▶ **Tasks**
1. Answer these questions using the "Why We Tortured" text:
(a) When did much of the ramping-up of the torture program occur?
(b) Who are the two sources for the claim about pressure on interrogators?
(c) In what year did the invasion of Iraq take place?
2. Decide whether each statement agrees with the "Why We Tortured" text, and quote the words that settle it:
(a) The writer would have expected torture to be explored in late 2001.
(b) Evidence of operational ties between bin Laden's network and Saddam's regime has been found.
(c) The pressure on interrogators came from the Bush administration.
3. Reproduce the "Why We Tortured" text word for word, from "One of the things" to "former Army psychiatrist.".

▶ **Reading text**
-- Opening Marker --

Why We Tortured

One of the things I failed to note in the disquieting series of revelations about our national torture program was the timing of it; it seems that quite a bit of the ramping-up was occurring in late 2002 and 2003. That’s odd, of course. One would expect that if we were terrified of additional terror attacks in the wake of 9/11, we would have been looking into torture in late 2001. What was going on in late 2002 that suddenly made us turn to forms of interrogation that shock the senses?

What indeed?

The Bush administration applied relentless pressure on interrogators to use harsh methods on detainees in part to find evidence of cooperation between al Qaida and the late Iraqi dictator Saddam Hussein’s regime, according to a former senior U.S. intelligence official and a former Army psychiatrist.

Such information would’ve provided a foundation for one of former President George W. Bush’s main arguments for invading Iraq in 2003. In fact, no evidence has ever been found of operational ties between Osama bin Laden’s terrorist network and Saddam’s regime.

-- Closing Marker --

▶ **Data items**
-- Opening Marker --

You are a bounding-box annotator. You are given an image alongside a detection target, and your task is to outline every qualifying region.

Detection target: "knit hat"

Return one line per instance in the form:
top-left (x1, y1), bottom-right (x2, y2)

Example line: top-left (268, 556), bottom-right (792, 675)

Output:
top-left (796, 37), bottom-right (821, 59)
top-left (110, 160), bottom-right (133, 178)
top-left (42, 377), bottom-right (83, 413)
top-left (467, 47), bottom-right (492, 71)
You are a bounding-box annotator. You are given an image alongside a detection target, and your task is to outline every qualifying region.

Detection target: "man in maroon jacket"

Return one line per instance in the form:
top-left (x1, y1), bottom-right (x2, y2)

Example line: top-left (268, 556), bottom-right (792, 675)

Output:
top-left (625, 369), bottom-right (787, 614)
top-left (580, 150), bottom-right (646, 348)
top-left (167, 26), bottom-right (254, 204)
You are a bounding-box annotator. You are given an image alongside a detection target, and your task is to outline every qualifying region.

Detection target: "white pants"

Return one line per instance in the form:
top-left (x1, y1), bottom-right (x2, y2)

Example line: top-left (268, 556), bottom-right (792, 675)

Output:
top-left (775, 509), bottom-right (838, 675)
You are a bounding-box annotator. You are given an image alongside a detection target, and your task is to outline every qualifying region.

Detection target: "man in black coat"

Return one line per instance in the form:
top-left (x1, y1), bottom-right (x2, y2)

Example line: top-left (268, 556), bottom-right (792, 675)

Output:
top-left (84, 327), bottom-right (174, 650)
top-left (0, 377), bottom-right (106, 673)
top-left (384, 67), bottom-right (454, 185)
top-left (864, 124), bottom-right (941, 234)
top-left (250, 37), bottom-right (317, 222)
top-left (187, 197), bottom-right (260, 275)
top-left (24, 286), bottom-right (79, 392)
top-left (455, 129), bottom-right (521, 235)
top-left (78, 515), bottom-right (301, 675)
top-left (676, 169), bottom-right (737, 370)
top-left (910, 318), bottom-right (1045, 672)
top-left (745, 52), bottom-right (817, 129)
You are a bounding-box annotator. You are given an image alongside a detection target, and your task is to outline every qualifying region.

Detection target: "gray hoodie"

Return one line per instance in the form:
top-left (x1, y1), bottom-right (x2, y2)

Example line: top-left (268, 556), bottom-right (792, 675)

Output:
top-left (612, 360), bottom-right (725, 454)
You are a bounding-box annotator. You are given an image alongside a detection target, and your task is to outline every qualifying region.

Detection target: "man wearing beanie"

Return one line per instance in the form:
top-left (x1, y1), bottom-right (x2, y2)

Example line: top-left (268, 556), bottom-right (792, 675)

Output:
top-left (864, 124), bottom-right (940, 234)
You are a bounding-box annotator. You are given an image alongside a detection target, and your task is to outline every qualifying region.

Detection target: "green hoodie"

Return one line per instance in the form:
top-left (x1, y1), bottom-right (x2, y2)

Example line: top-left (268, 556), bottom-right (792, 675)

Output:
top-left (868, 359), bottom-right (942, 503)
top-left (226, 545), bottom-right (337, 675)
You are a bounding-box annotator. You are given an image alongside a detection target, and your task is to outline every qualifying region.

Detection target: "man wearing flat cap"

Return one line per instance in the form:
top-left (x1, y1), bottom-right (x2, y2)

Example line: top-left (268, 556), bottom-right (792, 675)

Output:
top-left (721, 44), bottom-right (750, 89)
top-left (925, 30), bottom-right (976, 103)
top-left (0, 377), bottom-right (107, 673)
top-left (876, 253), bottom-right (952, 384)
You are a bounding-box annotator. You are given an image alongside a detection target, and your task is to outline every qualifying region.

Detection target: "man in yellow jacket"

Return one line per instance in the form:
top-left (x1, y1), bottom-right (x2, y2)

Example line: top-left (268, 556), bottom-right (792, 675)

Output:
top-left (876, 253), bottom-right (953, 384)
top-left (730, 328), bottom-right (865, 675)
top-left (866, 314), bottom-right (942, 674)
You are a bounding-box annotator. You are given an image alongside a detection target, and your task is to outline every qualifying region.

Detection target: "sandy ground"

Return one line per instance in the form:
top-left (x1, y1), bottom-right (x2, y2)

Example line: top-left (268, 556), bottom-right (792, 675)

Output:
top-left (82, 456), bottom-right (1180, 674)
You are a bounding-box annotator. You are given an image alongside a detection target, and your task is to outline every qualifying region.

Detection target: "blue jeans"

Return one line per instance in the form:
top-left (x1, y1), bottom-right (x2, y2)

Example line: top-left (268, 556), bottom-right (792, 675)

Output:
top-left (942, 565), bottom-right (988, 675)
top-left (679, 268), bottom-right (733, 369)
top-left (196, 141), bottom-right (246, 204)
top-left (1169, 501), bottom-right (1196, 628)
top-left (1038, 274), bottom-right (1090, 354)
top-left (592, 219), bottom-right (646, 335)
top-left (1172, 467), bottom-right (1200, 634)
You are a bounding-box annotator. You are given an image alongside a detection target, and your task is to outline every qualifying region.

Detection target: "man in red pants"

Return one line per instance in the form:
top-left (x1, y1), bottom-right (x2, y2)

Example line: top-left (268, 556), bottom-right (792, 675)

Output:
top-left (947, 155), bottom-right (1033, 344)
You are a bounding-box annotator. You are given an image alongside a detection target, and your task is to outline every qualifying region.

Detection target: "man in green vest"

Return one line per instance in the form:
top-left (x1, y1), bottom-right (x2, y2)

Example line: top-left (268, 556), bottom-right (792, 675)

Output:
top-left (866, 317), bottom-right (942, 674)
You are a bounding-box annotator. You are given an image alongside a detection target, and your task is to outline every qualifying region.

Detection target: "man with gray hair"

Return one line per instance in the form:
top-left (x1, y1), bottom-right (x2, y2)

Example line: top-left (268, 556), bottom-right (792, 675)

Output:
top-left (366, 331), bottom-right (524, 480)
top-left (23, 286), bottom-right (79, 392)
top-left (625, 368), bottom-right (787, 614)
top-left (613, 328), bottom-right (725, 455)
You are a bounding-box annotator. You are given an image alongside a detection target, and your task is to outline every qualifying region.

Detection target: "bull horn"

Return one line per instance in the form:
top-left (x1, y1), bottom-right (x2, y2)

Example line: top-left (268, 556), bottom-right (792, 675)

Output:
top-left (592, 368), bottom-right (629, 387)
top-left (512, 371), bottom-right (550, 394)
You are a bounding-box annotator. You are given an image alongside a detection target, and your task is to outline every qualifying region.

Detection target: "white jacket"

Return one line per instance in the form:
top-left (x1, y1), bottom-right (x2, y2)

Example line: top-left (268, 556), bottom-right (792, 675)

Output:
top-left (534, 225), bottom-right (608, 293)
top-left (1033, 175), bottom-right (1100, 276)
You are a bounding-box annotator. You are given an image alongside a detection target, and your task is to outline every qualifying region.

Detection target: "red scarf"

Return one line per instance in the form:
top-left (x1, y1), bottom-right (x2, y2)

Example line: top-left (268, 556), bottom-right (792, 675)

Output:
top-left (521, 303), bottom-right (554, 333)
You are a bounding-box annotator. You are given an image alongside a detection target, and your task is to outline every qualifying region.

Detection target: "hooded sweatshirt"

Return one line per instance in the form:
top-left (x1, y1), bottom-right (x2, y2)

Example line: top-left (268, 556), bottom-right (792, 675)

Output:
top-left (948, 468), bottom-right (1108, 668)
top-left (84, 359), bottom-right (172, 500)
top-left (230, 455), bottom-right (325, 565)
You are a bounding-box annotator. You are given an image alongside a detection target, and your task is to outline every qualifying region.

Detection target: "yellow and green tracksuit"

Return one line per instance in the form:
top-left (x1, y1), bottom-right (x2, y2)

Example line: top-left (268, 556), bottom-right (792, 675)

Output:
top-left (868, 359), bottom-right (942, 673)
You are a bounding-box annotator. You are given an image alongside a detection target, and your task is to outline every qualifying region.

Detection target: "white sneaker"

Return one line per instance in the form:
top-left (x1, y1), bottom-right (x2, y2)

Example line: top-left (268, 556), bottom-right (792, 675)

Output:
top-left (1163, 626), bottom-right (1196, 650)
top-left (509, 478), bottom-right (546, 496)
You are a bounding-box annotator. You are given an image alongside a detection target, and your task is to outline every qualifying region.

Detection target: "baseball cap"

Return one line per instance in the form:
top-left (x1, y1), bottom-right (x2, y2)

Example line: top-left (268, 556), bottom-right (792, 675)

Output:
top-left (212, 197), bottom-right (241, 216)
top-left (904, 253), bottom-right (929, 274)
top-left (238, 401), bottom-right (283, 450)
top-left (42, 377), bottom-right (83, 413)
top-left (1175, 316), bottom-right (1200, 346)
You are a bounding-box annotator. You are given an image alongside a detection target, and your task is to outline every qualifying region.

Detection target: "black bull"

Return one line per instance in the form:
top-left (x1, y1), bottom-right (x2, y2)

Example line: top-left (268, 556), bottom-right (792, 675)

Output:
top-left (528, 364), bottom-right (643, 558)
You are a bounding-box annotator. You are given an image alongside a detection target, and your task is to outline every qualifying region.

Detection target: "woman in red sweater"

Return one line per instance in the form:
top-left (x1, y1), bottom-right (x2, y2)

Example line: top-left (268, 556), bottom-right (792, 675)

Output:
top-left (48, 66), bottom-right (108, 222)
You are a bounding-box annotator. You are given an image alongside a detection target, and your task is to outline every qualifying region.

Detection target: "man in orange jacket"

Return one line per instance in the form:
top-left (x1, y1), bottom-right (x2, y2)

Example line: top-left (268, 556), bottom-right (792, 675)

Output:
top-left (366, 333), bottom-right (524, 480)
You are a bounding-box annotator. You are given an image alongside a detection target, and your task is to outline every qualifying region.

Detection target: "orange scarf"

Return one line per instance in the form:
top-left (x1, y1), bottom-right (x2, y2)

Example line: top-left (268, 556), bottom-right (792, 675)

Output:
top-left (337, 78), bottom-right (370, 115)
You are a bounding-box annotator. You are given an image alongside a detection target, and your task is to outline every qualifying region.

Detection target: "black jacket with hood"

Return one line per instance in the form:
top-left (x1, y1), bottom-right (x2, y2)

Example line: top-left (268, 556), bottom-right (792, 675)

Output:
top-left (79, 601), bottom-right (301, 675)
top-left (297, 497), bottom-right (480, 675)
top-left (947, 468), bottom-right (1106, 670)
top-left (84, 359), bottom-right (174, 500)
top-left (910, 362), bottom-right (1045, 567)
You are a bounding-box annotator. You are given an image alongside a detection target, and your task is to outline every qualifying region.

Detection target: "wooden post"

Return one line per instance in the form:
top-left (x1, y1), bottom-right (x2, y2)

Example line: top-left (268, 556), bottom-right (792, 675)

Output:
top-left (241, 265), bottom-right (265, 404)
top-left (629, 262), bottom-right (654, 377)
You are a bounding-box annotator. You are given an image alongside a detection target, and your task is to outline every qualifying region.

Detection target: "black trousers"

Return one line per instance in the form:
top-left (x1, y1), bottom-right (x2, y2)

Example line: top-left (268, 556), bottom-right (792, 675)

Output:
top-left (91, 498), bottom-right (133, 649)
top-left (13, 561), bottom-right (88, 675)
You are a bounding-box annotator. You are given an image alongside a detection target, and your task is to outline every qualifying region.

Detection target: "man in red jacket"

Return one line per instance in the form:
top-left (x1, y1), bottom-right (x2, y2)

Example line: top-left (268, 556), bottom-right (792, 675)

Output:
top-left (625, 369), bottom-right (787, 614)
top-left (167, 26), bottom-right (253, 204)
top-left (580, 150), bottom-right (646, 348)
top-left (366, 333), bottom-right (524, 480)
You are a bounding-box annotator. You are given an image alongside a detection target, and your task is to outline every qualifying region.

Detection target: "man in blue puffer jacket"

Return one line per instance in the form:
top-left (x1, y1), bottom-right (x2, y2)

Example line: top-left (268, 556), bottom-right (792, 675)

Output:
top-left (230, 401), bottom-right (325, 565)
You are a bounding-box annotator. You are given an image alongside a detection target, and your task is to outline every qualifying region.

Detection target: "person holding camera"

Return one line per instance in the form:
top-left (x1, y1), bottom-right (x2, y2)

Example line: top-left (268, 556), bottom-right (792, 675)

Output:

-- Closing Marker --

▶ **Solutions to each task**
1.
(a) In late 2002 and 2003.
(b) A former senior U.S. intelligence official and a former Army psychiatrist.
(c) 2003.

2.
(a) Yes: "we would have been looking into torture in late 2001"
(b) No: "In fact, no evidence has ever been found of operational ties between Osama bin Laden’s terrorist network and Saddam’s regime."
(c) Yes: "The Bush administration applied relentless pressure on interrogators to use harsh methods on detainees"

3.
One of the things I failed to note in the disquieting series of revelations about our national torture program was the timing of it; it seems that quite a bit of the ramping-up was occurring in late 2002 and 2003. That’s odd, of course. One would expect that if we were terrified of additional terror attacks in the wake of 9/11, we would have been looking into torture in late 2001. What was going on in late 2002 that suddenly made us turn to forms of interrogation that shock the senses?

What indeed?

The Bush administration applied relentless pressure on interrogators to use harsh methods on detainees in part to find evidence of cooperation between al Qaida and the late Iraqi dictator Saddam Hussein’s regime, according to a former senior U.S. intelligence official and a former Army psychiatrist.